Stored data
--- --- ---

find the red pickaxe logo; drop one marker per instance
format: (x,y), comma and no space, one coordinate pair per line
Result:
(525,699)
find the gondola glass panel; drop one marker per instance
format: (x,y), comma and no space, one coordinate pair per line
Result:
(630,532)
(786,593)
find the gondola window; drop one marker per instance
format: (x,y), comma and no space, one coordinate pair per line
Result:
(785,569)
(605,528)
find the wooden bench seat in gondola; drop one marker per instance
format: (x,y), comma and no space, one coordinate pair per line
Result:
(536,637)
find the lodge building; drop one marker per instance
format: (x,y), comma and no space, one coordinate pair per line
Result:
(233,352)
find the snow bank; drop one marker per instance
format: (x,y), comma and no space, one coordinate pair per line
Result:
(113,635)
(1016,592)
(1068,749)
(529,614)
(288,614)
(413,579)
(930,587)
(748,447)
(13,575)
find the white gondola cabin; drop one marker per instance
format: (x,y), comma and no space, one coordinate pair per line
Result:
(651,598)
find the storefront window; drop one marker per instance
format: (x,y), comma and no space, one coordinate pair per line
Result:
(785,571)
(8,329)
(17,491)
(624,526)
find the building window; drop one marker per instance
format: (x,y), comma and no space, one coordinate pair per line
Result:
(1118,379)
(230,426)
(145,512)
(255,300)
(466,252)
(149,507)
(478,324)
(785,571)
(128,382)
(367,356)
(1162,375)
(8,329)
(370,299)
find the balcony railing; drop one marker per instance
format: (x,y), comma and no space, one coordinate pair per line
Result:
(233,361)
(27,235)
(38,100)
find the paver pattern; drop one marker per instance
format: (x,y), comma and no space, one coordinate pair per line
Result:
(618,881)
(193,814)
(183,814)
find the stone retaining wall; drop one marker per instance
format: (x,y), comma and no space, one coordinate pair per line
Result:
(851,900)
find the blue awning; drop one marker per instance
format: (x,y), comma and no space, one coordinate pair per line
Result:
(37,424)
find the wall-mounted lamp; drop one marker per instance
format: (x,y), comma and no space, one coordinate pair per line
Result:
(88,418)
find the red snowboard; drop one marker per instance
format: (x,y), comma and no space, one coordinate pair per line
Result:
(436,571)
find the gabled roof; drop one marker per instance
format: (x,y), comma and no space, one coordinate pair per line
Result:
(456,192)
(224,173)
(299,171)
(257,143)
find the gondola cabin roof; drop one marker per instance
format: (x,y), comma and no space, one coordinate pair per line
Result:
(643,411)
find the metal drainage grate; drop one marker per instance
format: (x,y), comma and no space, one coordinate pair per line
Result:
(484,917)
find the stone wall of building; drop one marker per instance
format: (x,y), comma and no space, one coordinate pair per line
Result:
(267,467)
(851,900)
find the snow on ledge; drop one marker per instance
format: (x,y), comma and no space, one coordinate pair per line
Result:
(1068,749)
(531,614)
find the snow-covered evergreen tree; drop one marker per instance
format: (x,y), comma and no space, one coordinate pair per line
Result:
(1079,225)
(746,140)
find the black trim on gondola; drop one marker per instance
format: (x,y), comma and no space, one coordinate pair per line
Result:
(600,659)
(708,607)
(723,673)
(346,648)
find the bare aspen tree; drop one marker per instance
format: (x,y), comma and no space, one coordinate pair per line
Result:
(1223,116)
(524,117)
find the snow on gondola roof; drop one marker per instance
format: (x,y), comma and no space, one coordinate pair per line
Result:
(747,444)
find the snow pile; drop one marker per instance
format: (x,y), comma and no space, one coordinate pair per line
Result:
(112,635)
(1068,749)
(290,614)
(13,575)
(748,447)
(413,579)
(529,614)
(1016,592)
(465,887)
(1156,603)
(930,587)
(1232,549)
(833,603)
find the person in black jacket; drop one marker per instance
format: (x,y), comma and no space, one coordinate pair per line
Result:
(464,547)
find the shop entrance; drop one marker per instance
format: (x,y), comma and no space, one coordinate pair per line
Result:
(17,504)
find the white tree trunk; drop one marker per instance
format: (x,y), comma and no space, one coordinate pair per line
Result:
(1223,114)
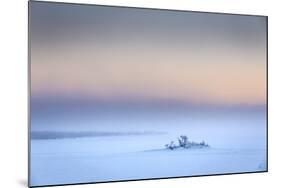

--- --- ---

> _What to do_
Lines that contain "stone" are the result; find them in the entries above and copy each one.

> _Answer section_
find the stone retaining wall; drop one marker per instance
find the stone wall of building; drop one marker per instance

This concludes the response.